▶ [Exercise requirements]
Give back only the line containing "x=343, y=436" and every line after it through the end of the data below, transcribed exactly.

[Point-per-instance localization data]
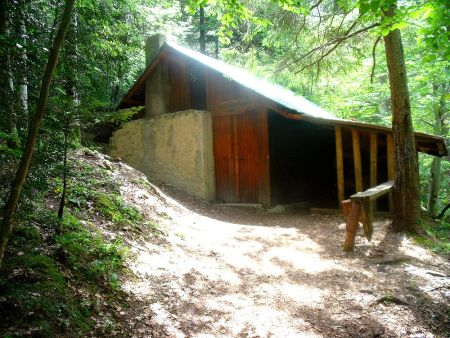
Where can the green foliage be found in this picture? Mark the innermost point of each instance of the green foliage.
(113, 207)
(438, 237)
(35, 297)
(87, 251)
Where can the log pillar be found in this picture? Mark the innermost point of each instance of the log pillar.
(357, 160)
(339, 164)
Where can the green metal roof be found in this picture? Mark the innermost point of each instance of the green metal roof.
(269, 90)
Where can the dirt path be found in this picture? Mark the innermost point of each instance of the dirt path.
(238, 272)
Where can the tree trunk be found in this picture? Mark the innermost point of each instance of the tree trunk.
(202, 39)
(6, 77)
(62, 202)
(435, 171)
(22, 170)
(22, 81)
(406, 193)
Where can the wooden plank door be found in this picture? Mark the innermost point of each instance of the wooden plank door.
(247, 157)
(236, 157)
(224, 158)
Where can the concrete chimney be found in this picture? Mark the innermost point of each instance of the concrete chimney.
(157, 84)
(152, 46)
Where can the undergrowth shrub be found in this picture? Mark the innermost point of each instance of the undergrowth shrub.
(88, 252)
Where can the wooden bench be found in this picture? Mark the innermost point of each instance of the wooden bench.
(361, 206)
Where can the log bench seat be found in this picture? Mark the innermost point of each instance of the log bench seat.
(360, 207)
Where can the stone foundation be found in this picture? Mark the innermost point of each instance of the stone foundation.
(175, 148)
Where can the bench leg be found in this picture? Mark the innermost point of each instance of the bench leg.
(351, 227)
(367, 219)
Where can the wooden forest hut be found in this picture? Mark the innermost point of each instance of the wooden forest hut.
(222, 134)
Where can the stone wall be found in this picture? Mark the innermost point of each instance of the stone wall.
(175, 148)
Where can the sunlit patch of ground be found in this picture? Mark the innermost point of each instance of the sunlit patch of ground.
(239, 272)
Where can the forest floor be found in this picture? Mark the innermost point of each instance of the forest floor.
(245, 272)
(199, 269)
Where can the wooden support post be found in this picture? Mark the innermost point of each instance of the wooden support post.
(373, 158)
(357, 160)
(367, 218)
(391, 165)
(346, 208)
(339, 165)
(351, 227)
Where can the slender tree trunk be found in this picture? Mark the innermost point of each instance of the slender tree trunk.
(22, 81)
(22, 170)
(435, 182)
(435, 172)
(202, 38)
(6, 77)
(406, 194)
(62, 202)
(216, 47)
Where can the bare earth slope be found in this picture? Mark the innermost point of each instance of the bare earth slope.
(237, 272)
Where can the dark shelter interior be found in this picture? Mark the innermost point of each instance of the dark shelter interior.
(302, 162)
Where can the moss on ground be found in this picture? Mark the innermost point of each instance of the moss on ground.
(61, 277)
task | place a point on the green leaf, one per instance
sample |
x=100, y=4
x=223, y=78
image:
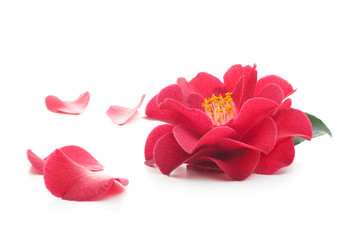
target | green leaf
x=319, y=129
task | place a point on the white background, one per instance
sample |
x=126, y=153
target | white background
x=119, y=50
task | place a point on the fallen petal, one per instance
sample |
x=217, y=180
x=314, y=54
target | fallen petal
x=54, y=104
x=75, y=153
x=66, y=179
x=120, y=115
x=35, y=161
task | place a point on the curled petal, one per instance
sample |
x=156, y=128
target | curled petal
x=273, y=92
x=238, y=164
x=249, y=85
x=190, y=141
x=205, y=83
x=281, y=156
x=285, y=85
x=193, y=118
x=232, y=76
x=153, y=137
x=35, y=161
x=54, y=104
x=66, y=179
x=168, y=155
x=120, y=115
x=262, y=136
x=286, y=104
x=75, y=153
x=252, y=112
x=292, y=122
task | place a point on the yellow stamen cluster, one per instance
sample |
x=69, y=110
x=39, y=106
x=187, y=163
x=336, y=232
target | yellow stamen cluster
x=220, y=109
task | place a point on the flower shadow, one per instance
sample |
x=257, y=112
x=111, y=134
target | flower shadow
x=189, y=173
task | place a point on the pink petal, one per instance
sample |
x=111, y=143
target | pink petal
x=292, y=122
x=281, y=156
x=286, y=104
x=75, y=153
x=68, y=180
x=195, y=119
x=76, y=107
x=285, y=85
x=35, y=161
x=252, y=112
x=191, y=141
x=205, y=83
x=120, y=115
x=172, y=91
x=153, y=137
x=273, y=92
x=82, y=157
x=238, y=164
x=245, y=86
x=168, y=154
x=249, y=85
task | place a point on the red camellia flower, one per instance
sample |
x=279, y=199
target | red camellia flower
x=239, y=126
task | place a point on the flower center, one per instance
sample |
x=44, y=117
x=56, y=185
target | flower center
x=220, y=109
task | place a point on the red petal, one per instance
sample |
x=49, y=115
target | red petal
x=78, y=106
x=153, y=137
x=68, y=180
x=285, y=85
x=82, y=157
x=75, y=153
x=273, y=92
x=293, y=122
x=120, y=115
x=281, y=156
x=249, y=85
x=252, y=112
x=168, y=154
x=262, y=136
x=232, y=76
x=192, y=118
x=191, y=141
x=35, y=161
x=286, y=104
x=238, y=164
x=205, y=83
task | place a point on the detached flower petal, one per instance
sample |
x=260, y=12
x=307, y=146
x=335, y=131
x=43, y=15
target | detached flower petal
x=120, y=115
x=235, y=126
x=54, y=104
x=75, y=153
x=66, y=179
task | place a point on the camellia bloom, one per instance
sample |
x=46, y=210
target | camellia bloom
x=69, y=174
x=54, y=104
x=239, y=126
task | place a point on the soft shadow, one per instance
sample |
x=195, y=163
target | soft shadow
x=115, y=190
x=34, y=171
x=282, y=171
x=189, y=173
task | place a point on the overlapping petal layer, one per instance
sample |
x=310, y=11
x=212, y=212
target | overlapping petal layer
x=120, y=115
x=66, y=179
x=251, y=131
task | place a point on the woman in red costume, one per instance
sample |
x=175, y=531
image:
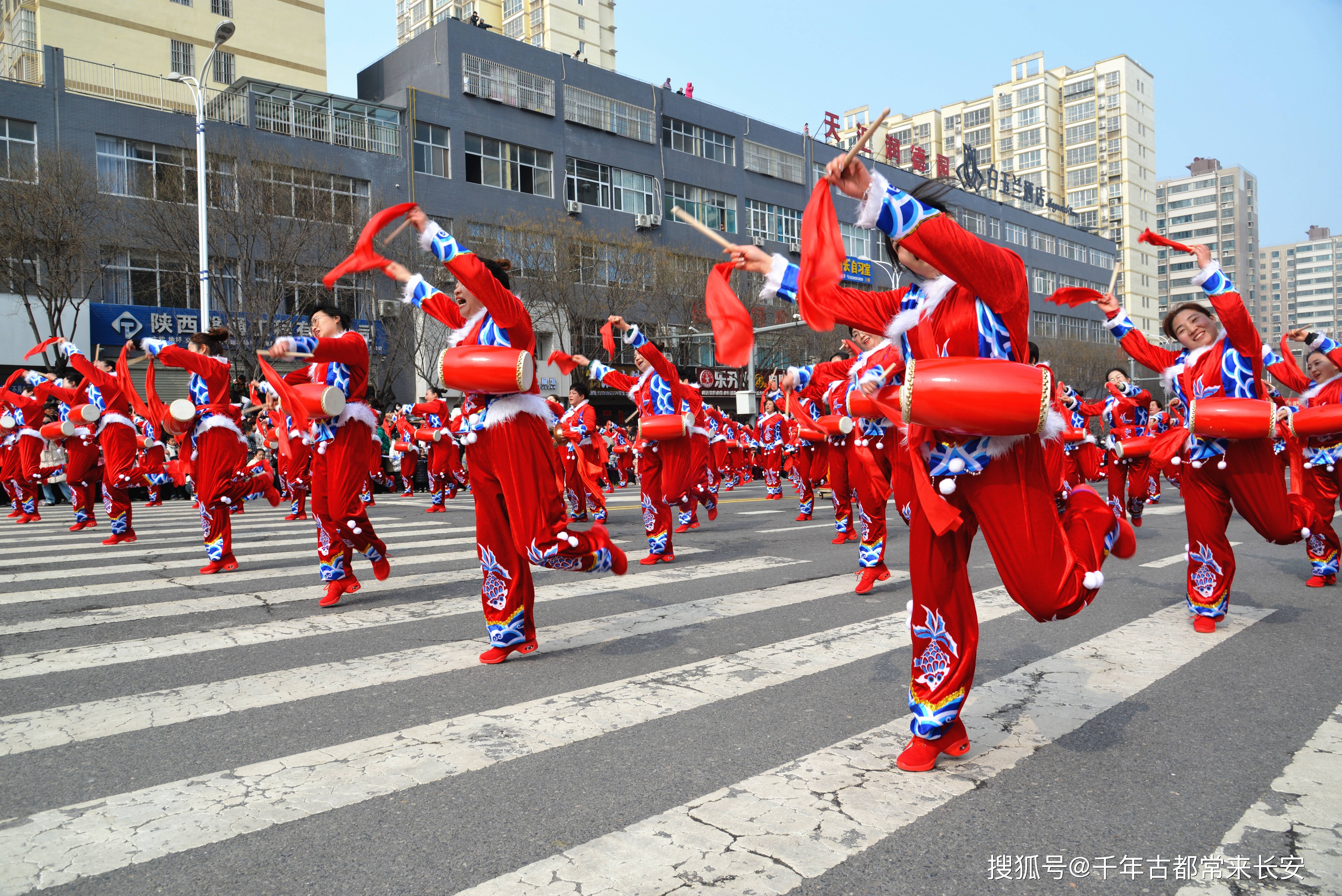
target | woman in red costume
x=971, y=301
x=342, y=461
x=219, y=449
x=520, y=516
x=1223, y=361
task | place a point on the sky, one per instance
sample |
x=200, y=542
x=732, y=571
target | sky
x=1250, y=84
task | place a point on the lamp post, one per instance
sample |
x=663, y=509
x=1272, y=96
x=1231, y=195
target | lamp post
x=198, y=92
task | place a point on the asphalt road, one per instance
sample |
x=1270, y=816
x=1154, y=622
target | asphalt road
x=725, y=724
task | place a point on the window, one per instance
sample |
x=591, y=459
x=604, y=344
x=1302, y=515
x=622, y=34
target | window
x=1081, y=156
x=494, y=163
x=507, y=85
x=147, y=278
x=18, y=149
x=767, y=160
x=183, y=58
x=1079, y=110
x=714, y=210
x=1030, y=139
x=607, y=115
x=226, y=69
x=433, y=151
x=606, y=187
x=1030, y=160
x=774, y=222
x=698, y=141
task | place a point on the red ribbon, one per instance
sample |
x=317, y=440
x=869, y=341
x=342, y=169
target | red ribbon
x=364, y=258
x=733, y=332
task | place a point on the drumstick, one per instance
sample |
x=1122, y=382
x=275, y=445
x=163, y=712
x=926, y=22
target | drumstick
x=697, y=225
x=862, y=141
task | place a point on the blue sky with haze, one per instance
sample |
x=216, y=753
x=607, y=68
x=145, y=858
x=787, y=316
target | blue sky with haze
x=1249, y=84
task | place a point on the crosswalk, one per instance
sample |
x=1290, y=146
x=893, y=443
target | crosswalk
x=779, y=618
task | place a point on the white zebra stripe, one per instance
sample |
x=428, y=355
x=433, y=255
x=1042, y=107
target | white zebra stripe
x=43, y=729
x=770, y=834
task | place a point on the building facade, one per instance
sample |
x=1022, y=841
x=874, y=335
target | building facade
x=579, y=29
x=1077, y=147
x=1216, y=207
x=1297, y=285
x=277, y=41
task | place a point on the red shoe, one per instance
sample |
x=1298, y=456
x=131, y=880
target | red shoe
x=921, y=756
x=338, y=589
x=497, y=655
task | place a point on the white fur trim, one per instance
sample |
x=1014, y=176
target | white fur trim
x=427, y=235
x=408, y=293
x=358, y=411
x=933, y=293
x=111, y=416
x=872, y=202
x=509, y=407
x=457, y=336
x=218, y=422
x=774, y=282
x=1207, y=273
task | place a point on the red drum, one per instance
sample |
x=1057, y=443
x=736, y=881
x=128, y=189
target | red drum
x=321, y=402
x=57, y=430
x=1135, y=447
x=1310, y=423
x=87, y=414
x=667, y=426
x=489, y=369
x=179, y=416
x=1232, y=418
x=976, y=396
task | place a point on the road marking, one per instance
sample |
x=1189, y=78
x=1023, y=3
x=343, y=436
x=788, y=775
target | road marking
x=1178, y=558
x=45, y=729
x=95, y=838
x=151, y=648
x=1304, y=821
x=771, y=832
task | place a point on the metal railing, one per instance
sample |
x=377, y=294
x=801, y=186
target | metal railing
x=21, y=64
x=153, y=92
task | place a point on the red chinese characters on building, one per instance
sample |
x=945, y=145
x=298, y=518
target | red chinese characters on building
x=831, y=127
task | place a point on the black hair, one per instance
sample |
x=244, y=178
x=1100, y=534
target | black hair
x=332, y=312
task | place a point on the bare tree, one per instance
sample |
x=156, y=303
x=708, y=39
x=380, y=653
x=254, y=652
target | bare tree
x=53, y=222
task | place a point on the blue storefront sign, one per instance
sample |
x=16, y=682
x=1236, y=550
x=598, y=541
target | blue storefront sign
x=857, y=270
x=115, y=324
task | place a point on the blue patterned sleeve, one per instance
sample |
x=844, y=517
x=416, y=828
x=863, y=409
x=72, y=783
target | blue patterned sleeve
x=890, y=210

▶ [Exercise result]
x=343, y=436
x=788, y=775
target | road marking
x=1178, y=558
x=45, y=729
x=95, y=838
x=151, y=648
x=1304, y=821
x=771, y=832
task | place a point on the metal railing, one per instance
sample |
x=377, y=294
x=801, y=186
target | metal railing
x=21, y=64
x=153, y=92
task | place a point on the red chinese characters on building, one per instance
sample |
x=945, y=145
x=298, y=518
target | red chinese characters on building
x=831, y=127
task | place a point on the black hair, one per instance
sample |
x=244, y=178
x=1100, y=534
target | black hair
x=332, y=312
task | place a point on the bare tree, one per instance
sample |
x=156, y=303
x=708, y=39
x=380, y=653
x=254, y=652
target | bare tree
x=53, y=222
task | place a point on the blue storefront sign, one per instance
sample |
x=16, y=682
x=1236, y=550
x=598, y=541
target | blue storefront sign
x=857, y=270
x=115, y=324
task | place a point on the blue patterned sleeve, one per instance
sample |
x=844, y=517
x=416, y=828
x=863, y=409
x=72, y=783
target | blue patterned sleeve
x=890, y=210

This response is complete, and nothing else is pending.